**Task statement**
Copy out all of the data below with no alterations.

"""

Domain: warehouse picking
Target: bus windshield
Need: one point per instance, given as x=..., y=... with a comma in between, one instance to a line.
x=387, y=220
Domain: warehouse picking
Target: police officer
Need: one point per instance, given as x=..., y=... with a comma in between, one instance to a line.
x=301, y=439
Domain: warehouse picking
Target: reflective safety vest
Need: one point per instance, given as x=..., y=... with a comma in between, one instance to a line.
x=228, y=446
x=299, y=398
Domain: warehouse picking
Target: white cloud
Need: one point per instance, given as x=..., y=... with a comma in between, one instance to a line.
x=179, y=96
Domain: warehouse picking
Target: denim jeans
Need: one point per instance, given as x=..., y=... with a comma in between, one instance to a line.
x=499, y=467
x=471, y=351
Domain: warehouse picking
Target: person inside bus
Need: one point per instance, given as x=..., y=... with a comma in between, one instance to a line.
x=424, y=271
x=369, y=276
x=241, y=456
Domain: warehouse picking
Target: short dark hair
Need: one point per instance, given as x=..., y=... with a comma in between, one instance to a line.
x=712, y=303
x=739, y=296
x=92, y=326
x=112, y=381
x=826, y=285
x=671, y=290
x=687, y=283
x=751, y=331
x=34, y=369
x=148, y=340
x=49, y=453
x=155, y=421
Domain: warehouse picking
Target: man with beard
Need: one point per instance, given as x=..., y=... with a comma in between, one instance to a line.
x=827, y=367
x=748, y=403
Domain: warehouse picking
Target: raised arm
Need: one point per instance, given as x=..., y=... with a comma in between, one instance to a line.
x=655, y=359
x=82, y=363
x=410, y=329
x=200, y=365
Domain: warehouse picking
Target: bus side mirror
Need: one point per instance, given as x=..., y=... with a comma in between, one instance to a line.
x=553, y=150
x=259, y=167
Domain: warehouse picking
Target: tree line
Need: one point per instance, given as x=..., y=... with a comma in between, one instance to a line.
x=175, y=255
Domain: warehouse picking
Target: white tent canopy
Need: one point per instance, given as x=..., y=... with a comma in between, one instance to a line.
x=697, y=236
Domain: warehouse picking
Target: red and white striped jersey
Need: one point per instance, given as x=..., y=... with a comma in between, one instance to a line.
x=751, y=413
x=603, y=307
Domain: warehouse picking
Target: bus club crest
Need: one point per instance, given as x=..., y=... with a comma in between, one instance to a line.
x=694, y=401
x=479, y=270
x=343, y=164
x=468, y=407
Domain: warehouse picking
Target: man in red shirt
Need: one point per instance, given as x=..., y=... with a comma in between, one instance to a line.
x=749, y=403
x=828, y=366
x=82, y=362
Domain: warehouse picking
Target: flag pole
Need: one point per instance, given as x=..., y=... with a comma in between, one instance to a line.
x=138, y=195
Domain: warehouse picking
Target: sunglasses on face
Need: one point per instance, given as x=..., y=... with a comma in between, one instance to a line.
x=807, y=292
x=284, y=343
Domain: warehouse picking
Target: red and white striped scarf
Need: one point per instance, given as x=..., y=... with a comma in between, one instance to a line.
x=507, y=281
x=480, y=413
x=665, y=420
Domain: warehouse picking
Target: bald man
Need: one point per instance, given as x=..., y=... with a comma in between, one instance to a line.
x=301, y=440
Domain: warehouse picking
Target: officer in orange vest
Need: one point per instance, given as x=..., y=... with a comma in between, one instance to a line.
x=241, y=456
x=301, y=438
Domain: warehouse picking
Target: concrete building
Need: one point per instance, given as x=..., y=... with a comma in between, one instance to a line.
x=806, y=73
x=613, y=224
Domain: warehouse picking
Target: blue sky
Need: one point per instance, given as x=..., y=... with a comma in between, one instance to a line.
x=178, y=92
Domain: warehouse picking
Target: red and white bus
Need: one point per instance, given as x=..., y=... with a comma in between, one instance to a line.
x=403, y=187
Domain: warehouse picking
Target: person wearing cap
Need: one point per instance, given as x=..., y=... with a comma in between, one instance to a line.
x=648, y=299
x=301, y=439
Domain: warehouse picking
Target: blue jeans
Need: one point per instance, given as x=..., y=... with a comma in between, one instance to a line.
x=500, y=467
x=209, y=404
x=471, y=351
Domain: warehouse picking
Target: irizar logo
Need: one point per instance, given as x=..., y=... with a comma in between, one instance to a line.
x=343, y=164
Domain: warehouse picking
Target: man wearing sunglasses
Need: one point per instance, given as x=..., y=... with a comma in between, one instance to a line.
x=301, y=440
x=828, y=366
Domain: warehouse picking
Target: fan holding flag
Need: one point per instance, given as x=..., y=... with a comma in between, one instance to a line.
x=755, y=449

"""

**Task output**
Domain: warehouse picking
Target: bus windshield
Need: one point per instance, given as x=..., y=... with a comma in between, one instance to a line.
x=387, y=220
Domain: warehouse picking
Target: police officer
Need: one point per instance, given as x=..., y=... with a comma in between, one instance to a line.
x=301, y=439
Domain: warehouse picking
Target: reflective safety vest
Need: one point per instance, given as x=..., y=... with a comma in between, one instance to a line.
x=228, y=446
x=299, y=398
Domain: warehouse picking
Target: white cloud
Need: one point per instance, given as x=..., y=... with a comma in between, one instance to a line.
x=179, y=96
Domain: warehouse picking
Target: denim jeans
Need: one point per instance, given as x=..., y=... with a comma in between, one instance to a line.
x=499, y=467
x=471, y=351
Domain: warehouse picking
Target: person inside bus
Need: one point per instance, given as x=..., y=... with a comma in between, one instance to a line.
x=424, y=271
x=369, y=276
x=241, y=456
Domain: warehouse picking
Target: short dark hair
Need: one point per instance, given as x=..., y=... with a comma in between, one instance to a line.
x=712, y=303
x=739, y=296
x=92, y=326
x=112, y=381
x=826, y=285
x=671, y=290
x=687, y=283
x=751, y=331
x=34, y=369
x=148, y=340
x=49, y=453
x=155, y=421
Domain: warehouse picking
Target: man with beard
Need: one point per instance, given as x=..., y=... with a comma in between, one instance to a line.
x=827, y=367
x=748, y=403
Domain: warehouse picking
Target: raised arm
Need: one point per instance, given as x=..., y=... with a comma in between, one instance to a line.
x=655, y=359
x=82, y=363
x=410, y=329
x=200, y=365
Domain: warehouse picking
Target: bus side mirror
Need: one point per instance, given as x=..., y=... with a comma in between, one instance to a line.
x=553, y=150
x=259, y=167
Domain: warehouse picking
Target: tree line
Need: one point per instance, given as x=..., y=... with a comma in between, one instance to a line.
x=175, y=255
Domain: warehouse picking
Target: white tent canopy
Need: one point per instance, given as x=..., y=... with a comma in between, one instance to a line.
x=697, y=236
Domain: warehouse picking
Target: red and white striped jersey
Need: one point per instance, given as x=..., y=... with a comma in between, one instance to a line.
x=751, y=413
x=603, y=307
Domain: warehouse picking
Target: bus club crest
Need: one point per instance, given as x=..., y=... with a comma in between, one instance to a line.
x=694, y=401
x=479, y=270
x=343, y=164
x=468, y=407
Domain: warehouse picking
Target: man in red shirt
Need: one point per instance, given as x=..., y=... with a comma in between, one instance to a line.
x=749, y=403
x=828, y=366
x=82, y=362
Domain: warehouse picking
Target: flag pole
Need: one point per instance, given as x=..., y=... with a comma in between, one instance to a line.
x=138, y=195
Domain: warehouse picking
Target: sunglasses on face
Need: one point per instance, given as x=..., y=... with a comma in between, one instance to a line.
x=807, y=292
x=284, y=343
Domain: warehouse picking
Target: red and white striped scarf
Need: one point per instance, given as x=..., y=... with a comma in between, one instance to a line.
x=507, y=281
x=480, y=413
x=665, y=420
Domain: warehouse picking
Target: bald man
Need: one point per instance, given as x=..., y=... with a comma in between, one instance to a line.
x=301, y=440
Domain: warehouse picking
Target: officer in orange vest
Need: one point per instance, given as x=..., y=... with a comma in between, one instance to a line.
x=241, y=456
x=301, y=438
Domain: warehouse picking
Target: concrete building
Need: one point per instance, given as x=..., y=... with a comma in between, one instance to a line.
x=806, y=73
x=613, y=224
Domain: warehouse picking
Target: blue sky
Need: one point per instance, given as x=..., y=... with a comma in between, one instance to a line.
x=178, y=92
Domain: warehouse picking
Target: red and white bus
Need: one point per instance, given as x=..., y=... with a comma in between, one instance to a line.
x=403, y=187
Domain: warehouse picking
Target: person wearing cap
Need: one point per instance, given as x=..., y=... with a comma in between, one instance to a line.
x=648, y=299
x=301, y=439
Domain: warehouse picking
Target: blue jeans
Need: one point per instance, given as x=..., y=... with a comma in between, one instance to a line.
x=500, y=467
x=209, y=404
x=471, y=351
Domain: warehouse picking
Target: irizar logo
Need: one point per instance, given as x=..., y=... with a comma in between, one instance to a line.
x=343, y=164
Domain: warehouse picking
Target: man wearing sunglasses
Need: one point per instance, given as x=..., y=... with a comma in between, one instance to a line.
x=301, y=440
x=828, y=366
Domain: warehouse picking
Target: fan holding flag
Need: one point per instance, given as x=..., y=... with a comma in between, one instance to a line.
x=755, y=449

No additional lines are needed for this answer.